Data for the task —
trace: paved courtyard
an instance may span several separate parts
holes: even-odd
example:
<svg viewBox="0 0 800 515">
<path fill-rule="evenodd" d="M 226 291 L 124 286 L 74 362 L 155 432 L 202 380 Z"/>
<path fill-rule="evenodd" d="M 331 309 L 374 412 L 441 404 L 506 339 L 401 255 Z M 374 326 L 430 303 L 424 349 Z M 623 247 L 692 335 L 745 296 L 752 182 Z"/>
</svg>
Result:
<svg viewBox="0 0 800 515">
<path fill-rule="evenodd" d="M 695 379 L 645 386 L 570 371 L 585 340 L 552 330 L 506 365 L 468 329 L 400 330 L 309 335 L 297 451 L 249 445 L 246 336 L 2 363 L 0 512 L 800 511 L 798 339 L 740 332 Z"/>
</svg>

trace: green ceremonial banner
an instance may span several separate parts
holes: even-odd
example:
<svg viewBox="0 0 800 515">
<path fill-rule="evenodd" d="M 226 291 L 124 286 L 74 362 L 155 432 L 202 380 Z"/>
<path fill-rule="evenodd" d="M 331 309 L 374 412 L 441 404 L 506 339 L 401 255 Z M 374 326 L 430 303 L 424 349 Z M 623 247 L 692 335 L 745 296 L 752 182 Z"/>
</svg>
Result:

Description of the task —
Print all of the records, leaving each one exactly as it appears above.

Solution to the exercise —
trace: paved courtyard
an instance may span several separate parts
holes: even-odd
example:
<svg viewBox="0 0 800 515">
<path fill-rule="evenodd" d="M 226 291 L 124 286 L 74 362 L 155 432 L 202 380 Z"/>
<path fill-rule="evenodd" d="M 331 309 L 374 412 L 441 404 L 506 339 L 401 255 Z M 374 326 L 430 303 L 424 349 Z M 623 247 L 692 335 L 745 296 L 752 182 Z"/>
</svg>
Result:
<svg viewBox="0 0 800 515">
<path fill-rule="evenodd" d="M 695 379 L 645 386 L 570 371 L 585 340 L 552 330 L 506 365 L 468 329 L 400 330 L 309 335 L 297 451 L 249 445 L 246 336 L 2 363 L 0 512 L 800 511 L 798 339 L 740 332 Z"/>
</svg>

trace: green ceremonial banner
an instance may span several separate parts
holes: even-odd
example:
<svg viewBox="0 0 800 515">
<path fill-rule="evenodd" d="M 226 291 L 124 286 L 74 362 L 155 432 L 202 380 Z"/>
<path fill-rule="evenodd" d="M 331 309 L 374 412 L 441 404 L 506 339 L 401 255 Z M 374 326 L 430 303 L 424 349 Z M 623 247 L 692 335 L 745 296 L 752 182 Z"/>
</svg>
Result:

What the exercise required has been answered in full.